• _Problems to solve_
(A) Decide whether each statement below agrees with the passage about the film City Slickers, answering yes or no and quoting the deciding words of that passage: (i) Jack Palance won an Oscar for his role in this film; (ii) Bruno Kirby plays Mitch Robbins; (iii) the cattle drive the friends sign up for lasts three weeks.
(B) Extend the passage about the film City Slickers, picking up right after its final sentence.

• _Extract to read_
City Slickers is a 1991 movie comedy starring Billy Crystal, Bruno Kirby, Daniel Stern, Helen Slater, and Jack Palance. Palance won the year's Oscar for Best Supporting Actor for this film.

City Slicker is also a derrogatory term for a city dweller.

Plot overview

Crystal, Kirby, and Stern are three thirty- or forty-something men each going through their own mid-life crisis. Crystal's character, Mitch Robbins, feels especially depressed about his job and family. At a party, his lifelong friends (Kirby and Stern) show him a brochure for a Southwestern cattle drive that they've signed up to go on for two weeks.

Spoiler warning: Plot or ending details follow.

Then Stern's character, the manager of a grocery store owned by his father-in-law, is shocked by one of the checkout girls who he had an affair with, much to the chagrin of his wife who threatens to divorce him. Kirby's character, newly married to a woman with supermodel looks, faces the pressure of being a father.

• _Collected material_
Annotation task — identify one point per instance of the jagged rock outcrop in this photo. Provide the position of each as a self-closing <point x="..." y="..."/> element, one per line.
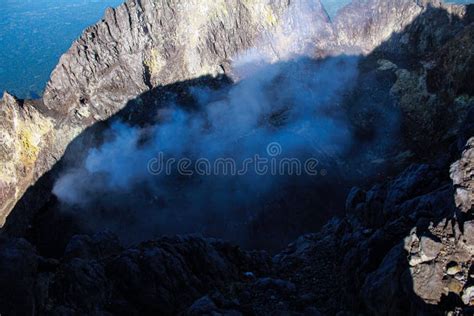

• _The responses_
(A)
(i) Yes: "Palance won the year's Oscar for Best Supporting Actor for this film."
(ii) No: "Crystal's character, Mitch Robbins, feels especially depressed about his job and family."
(iii) No: "a Southwestern cattle drive that they've signed up to go on for two weeks."

(B)
The three men arrive at the cattle drive with other visitors and meet their trail boss, Curly (played by Palance). Curly and Mitch eventually bond when they go off to round up strays, and Mitch even asists in giving birth to a calf he names Norman. Curly dies soon after they return to camp, and it's left to the people who signed up for this trip to finish the drive because the cook has a broken leg and the trail boss' assistants ran off drunk.

Crystal, Kirby, and Stern's characters lead the herd back successfully to the Colorado ranch, and Crystal shares the last thing Curly taught him: what really matters in life is just one thing, and it's different for everybody. For all of them, but especially Mitch, it's family.

A sequel was released years later, City Slickers 2: The Legend of Curly's Gold with Jon Lovitz taking the place of Kirby, but it wasn't received as well as the original.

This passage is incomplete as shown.